• Dataset records on where objects are located:
☆ ☆ ☆ ☆ ☆ ☆ ☆

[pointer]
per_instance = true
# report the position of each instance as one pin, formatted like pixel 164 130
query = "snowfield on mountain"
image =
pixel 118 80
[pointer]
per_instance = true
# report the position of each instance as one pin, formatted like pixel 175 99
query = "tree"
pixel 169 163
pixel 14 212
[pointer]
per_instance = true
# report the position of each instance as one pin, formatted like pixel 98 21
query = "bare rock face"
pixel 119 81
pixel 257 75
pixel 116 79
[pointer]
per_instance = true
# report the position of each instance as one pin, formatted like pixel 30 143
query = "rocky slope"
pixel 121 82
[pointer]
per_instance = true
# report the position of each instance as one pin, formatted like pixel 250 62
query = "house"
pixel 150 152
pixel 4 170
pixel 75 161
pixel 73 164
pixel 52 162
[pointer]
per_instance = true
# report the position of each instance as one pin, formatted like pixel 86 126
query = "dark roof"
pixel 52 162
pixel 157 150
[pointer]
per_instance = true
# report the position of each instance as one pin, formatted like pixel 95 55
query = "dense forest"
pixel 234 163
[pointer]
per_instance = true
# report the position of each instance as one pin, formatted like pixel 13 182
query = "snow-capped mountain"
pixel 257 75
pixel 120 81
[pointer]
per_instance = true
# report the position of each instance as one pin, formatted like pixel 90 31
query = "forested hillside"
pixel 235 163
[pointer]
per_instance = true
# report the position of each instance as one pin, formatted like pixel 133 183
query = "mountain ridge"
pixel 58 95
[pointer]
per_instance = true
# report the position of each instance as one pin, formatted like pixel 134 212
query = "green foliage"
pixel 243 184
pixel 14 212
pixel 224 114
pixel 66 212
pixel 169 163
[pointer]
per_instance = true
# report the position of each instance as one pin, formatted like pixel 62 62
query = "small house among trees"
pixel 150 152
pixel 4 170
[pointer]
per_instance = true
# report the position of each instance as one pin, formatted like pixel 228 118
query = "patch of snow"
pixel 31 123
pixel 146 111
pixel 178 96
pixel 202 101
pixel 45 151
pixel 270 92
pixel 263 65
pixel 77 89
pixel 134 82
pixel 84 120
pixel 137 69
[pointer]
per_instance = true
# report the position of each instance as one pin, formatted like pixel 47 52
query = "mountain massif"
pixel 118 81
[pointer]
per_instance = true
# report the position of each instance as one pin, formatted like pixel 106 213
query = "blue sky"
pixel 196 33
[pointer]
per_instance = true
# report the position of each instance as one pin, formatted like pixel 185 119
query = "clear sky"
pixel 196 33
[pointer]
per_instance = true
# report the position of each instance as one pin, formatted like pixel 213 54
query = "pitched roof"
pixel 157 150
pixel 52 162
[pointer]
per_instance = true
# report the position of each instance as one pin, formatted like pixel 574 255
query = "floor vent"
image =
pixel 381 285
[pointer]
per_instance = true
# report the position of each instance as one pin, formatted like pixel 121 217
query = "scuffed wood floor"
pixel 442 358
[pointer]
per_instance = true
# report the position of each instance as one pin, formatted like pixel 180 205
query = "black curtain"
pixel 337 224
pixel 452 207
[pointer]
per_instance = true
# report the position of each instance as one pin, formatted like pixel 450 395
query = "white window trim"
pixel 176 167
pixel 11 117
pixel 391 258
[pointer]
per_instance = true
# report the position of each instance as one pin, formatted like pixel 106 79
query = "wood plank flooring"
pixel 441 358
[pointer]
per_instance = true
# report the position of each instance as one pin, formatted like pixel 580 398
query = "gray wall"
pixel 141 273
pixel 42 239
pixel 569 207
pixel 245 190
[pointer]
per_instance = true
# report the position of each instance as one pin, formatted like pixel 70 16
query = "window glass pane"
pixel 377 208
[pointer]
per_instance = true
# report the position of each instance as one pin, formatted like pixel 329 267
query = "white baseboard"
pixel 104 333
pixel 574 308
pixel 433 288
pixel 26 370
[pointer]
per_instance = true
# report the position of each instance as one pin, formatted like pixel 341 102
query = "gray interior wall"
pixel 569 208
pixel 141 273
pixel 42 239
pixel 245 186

☆ ☆ ☆ ☆ ☆ ☆ ☆

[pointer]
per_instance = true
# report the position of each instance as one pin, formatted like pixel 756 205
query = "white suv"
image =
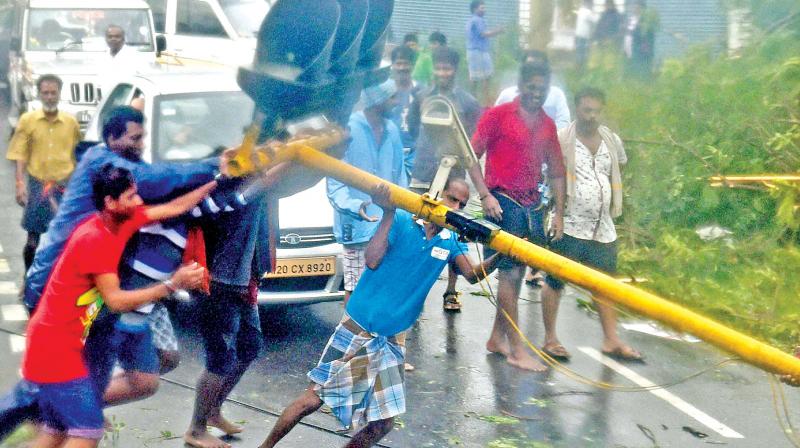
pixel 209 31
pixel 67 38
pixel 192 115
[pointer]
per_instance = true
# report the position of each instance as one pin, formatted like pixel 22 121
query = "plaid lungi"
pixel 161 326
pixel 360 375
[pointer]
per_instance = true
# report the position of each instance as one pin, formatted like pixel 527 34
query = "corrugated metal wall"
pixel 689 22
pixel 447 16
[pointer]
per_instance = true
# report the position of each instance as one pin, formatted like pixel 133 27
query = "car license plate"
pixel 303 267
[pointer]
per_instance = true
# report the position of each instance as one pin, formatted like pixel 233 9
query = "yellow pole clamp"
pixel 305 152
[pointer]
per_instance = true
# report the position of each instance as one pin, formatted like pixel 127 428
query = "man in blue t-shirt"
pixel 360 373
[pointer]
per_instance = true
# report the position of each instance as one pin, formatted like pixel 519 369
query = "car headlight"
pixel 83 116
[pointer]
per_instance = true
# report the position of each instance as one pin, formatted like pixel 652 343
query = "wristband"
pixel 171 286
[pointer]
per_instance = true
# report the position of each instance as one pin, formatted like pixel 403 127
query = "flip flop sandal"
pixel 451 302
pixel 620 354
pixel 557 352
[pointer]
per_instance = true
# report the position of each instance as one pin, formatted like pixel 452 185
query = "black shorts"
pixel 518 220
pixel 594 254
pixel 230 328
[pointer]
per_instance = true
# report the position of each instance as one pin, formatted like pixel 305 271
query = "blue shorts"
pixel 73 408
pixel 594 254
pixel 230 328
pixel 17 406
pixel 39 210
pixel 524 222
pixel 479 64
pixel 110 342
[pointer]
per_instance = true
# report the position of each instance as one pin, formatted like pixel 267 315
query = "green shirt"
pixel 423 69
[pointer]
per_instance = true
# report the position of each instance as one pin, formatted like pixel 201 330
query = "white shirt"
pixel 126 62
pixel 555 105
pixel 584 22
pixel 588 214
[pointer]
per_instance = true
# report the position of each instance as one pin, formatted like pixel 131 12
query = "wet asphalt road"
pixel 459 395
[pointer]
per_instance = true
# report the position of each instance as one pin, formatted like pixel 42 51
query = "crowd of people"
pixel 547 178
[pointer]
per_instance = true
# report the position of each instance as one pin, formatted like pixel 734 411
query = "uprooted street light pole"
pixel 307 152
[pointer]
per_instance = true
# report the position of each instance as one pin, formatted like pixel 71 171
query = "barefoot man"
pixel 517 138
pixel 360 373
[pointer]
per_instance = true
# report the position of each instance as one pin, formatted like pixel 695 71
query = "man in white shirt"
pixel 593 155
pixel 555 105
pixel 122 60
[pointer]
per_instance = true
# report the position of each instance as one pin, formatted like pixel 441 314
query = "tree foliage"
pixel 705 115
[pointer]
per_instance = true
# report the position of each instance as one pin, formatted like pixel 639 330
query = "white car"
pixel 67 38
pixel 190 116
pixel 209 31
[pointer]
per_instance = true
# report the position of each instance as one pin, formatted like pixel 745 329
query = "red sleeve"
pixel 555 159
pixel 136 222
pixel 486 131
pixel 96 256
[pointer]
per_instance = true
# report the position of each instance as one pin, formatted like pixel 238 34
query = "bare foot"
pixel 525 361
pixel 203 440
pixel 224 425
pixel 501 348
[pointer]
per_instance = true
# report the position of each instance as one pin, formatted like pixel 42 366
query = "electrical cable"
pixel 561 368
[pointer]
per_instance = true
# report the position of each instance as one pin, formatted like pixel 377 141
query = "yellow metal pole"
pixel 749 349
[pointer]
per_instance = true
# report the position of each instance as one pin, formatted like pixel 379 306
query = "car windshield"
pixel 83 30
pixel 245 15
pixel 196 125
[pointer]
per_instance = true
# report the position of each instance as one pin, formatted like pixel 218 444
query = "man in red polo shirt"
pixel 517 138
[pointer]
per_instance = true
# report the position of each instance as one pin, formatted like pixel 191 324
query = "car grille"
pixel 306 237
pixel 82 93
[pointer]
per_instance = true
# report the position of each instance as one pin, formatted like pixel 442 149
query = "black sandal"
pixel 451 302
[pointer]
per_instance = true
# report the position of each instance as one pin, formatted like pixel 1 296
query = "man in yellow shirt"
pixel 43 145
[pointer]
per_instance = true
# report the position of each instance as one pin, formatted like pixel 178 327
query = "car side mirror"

☆ ☆ ☆ ☆ ☆ ☆ ☆

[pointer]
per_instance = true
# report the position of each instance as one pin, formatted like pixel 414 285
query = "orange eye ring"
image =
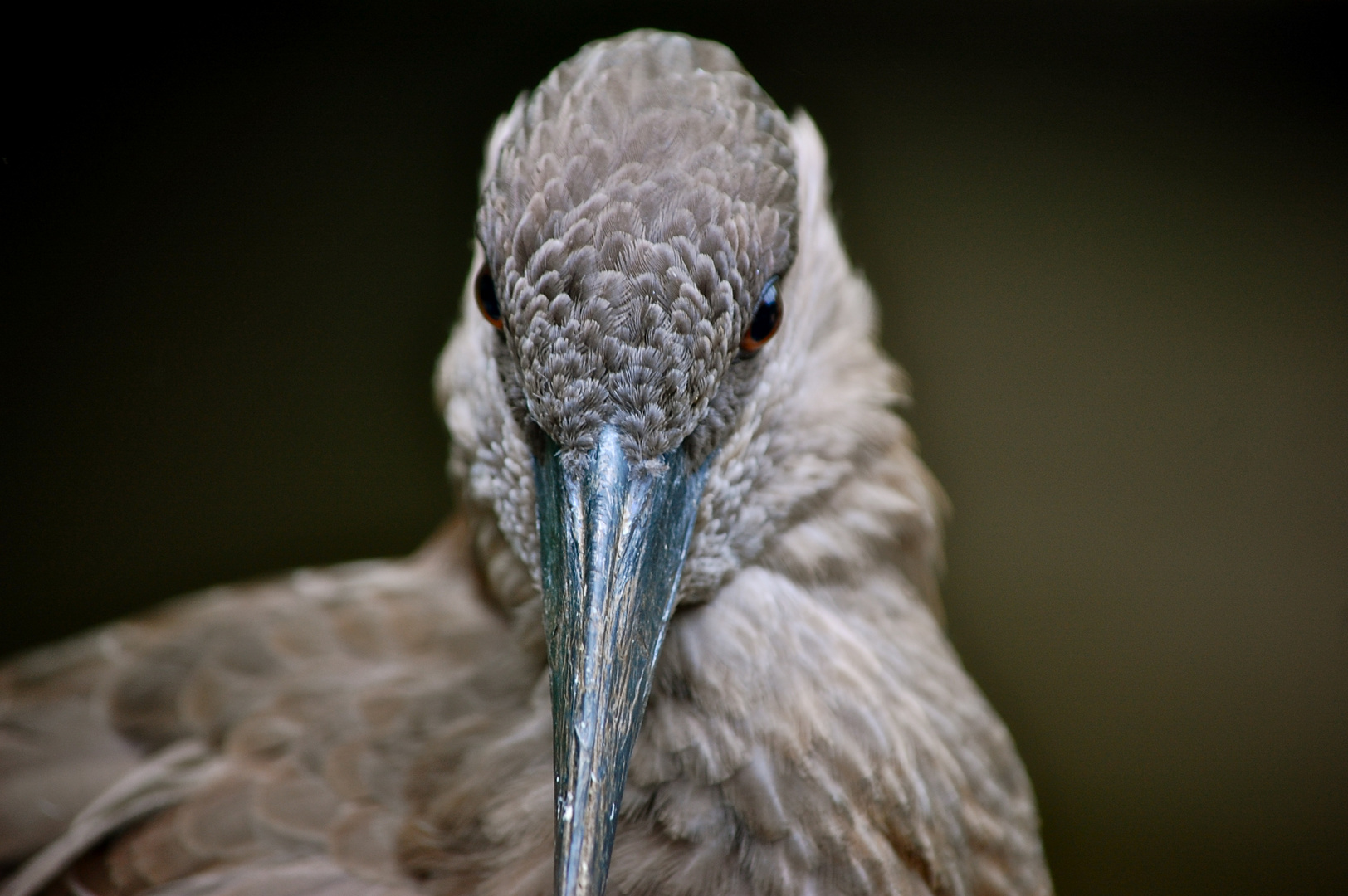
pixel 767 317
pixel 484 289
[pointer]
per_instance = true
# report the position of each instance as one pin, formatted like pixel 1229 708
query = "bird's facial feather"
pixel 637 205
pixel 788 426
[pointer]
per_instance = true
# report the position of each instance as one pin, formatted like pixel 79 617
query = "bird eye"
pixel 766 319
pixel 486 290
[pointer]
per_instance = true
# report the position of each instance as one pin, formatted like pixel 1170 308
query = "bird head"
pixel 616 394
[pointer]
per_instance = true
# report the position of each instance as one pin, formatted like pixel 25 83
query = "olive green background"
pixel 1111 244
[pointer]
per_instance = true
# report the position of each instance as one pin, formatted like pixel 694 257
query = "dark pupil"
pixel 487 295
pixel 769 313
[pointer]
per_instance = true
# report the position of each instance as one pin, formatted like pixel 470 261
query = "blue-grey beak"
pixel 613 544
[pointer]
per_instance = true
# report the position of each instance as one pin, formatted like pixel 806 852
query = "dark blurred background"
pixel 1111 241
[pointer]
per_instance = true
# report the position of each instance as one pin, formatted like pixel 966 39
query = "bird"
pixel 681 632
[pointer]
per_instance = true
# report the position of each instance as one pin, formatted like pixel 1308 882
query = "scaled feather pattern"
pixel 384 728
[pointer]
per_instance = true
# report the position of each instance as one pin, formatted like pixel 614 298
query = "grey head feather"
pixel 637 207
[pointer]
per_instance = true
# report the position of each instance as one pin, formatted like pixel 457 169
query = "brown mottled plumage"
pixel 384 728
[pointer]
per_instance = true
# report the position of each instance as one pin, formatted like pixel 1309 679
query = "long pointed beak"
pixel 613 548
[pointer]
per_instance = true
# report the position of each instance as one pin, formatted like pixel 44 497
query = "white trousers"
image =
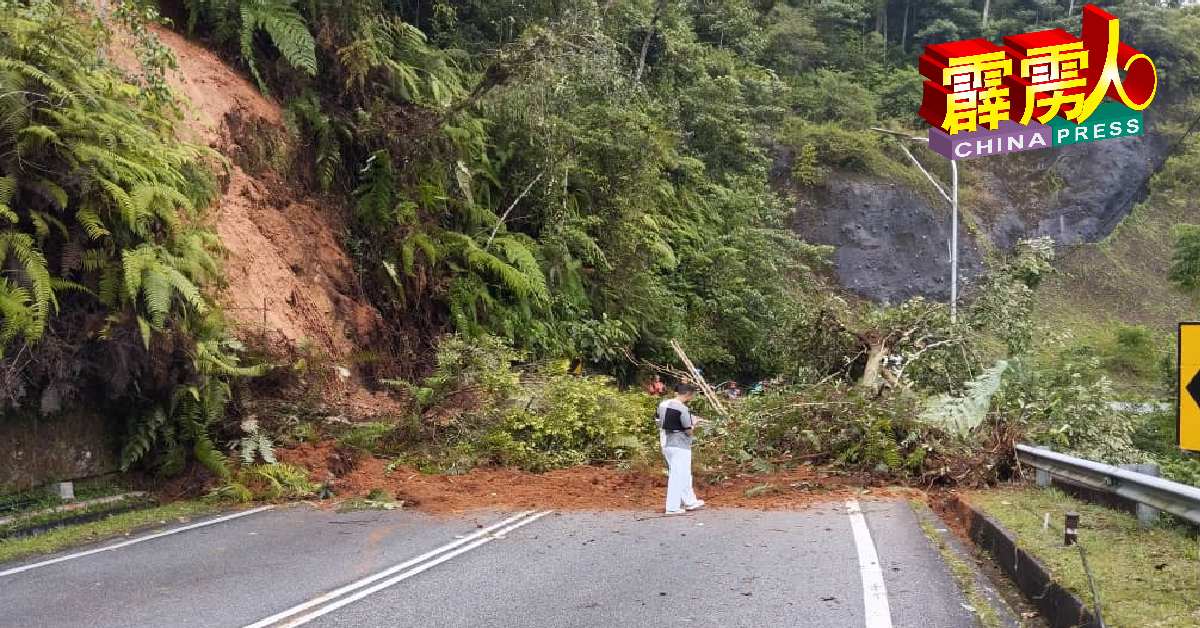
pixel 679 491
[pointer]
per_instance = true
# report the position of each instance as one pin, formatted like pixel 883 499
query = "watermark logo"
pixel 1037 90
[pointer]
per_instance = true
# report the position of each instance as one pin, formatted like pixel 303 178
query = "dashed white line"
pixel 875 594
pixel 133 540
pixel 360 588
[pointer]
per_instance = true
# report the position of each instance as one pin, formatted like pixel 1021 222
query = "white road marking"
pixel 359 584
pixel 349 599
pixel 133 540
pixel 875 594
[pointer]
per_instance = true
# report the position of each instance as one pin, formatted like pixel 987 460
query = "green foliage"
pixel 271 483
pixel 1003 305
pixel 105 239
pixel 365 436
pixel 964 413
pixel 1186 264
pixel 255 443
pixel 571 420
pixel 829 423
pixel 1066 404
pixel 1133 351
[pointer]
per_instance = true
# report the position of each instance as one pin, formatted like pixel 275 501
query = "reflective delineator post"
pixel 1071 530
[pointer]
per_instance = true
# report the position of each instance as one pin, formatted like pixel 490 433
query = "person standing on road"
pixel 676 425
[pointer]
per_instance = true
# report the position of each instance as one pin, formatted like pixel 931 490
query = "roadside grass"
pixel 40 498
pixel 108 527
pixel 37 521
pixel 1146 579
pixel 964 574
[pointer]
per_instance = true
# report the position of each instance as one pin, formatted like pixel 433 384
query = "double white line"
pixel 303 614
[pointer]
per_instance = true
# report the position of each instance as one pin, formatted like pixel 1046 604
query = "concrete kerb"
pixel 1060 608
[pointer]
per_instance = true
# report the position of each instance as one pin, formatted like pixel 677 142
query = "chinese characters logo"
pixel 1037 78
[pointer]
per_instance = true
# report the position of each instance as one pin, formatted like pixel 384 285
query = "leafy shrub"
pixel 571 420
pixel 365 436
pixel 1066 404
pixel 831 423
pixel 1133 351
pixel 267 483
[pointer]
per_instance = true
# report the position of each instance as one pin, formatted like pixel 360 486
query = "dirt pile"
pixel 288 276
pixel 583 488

☆ ☆ ☆ ☆ ☆ ☆ ☆

Report every line in the entries above that contains the word "sandal", copying each such line in full.

• Exercise result:
query = "flip flop sandal"
query = "black sandal"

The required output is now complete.